**EXERCISE DIRECTIONS**: Which lines in the records below contain the word "green"? Report each of them.

(Stored data entries)

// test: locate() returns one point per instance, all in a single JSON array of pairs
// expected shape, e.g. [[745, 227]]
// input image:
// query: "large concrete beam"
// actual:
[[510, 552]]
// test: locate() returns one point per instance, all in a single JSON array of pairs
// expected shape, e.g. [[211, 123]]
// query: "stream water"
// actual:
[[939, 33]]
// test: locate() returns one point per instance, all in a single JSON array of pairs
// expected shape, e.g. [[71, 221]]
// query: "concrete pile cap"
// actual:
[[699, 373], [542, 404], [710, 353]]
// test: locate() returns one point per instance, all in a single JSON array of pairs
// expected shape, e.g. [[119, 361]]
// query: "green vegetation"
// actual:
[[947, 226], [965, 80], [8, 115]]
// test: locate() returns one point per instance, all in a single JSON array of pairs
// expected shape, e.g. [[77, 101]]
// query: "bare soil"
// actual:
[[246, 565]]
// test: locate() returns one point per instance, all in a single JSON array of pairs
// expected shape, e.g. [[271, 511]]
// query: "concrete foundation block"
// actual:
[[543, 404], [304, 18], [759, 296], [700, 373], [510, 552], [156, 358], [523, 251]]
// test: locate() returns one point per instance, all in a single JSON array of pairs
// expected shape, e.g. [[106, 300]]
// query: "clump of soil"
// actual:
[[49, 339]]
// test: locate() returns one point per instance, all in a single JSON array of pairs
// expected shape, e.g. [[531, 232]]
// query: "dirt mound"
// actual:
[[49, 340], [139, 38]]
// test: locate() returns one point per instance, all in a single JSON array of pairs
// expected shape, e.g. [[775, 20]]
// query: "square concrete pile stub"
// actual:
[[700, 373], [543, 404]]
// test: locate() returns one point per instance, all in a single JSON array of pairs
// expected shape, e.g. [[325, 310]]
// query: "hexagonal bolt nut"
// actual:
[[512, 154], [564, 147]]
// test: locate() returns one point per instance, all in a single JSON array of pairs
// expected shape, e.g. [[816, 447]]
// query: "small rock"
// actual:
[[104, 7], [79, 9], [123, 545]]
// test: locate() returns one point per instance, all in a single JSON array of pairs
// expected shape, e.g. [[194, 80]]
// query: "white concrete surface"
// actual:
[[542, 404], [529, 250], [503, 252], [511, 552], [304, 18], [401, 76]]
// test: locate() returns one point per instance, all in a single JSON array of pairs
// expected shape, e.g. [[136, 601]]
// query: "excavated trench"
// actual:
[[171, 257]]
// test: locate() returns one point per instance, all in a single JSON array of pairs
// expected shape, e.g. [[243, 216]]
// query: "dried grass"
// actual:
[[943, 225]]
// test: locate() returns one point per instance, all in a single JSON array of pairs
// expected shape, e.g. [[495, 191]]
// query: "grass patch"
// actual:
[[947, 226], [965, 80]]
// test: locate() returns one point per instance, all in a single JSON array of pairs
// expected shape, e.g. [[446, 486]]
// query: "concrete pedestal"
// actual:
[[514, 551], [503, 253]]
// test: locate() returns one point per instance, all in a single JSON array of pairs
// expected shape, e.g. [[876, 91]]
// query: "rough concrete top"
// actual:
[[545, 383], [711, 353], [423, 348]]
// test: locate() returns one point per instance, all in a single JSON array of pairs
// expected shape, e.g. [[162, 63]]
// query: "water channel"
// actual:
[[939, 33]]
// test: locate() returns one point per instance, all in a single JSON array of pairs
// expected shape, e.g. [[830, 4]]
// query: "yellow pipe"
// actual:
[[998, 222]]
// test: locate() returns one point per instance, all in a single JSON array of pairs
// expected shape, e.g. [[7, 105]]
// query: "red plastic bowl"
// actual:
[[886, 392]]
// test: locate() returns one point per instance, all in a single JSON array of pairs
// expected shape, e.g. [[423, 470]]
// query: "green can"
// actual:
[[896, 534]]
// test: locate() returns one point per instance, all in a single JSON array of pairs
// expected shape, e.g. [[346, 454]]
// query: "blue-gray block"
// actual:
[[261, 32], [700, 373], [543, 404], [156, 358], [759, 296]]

**OUTPUT FOR THIS TASK**:
// query: "green vegetation"
// query: "green can"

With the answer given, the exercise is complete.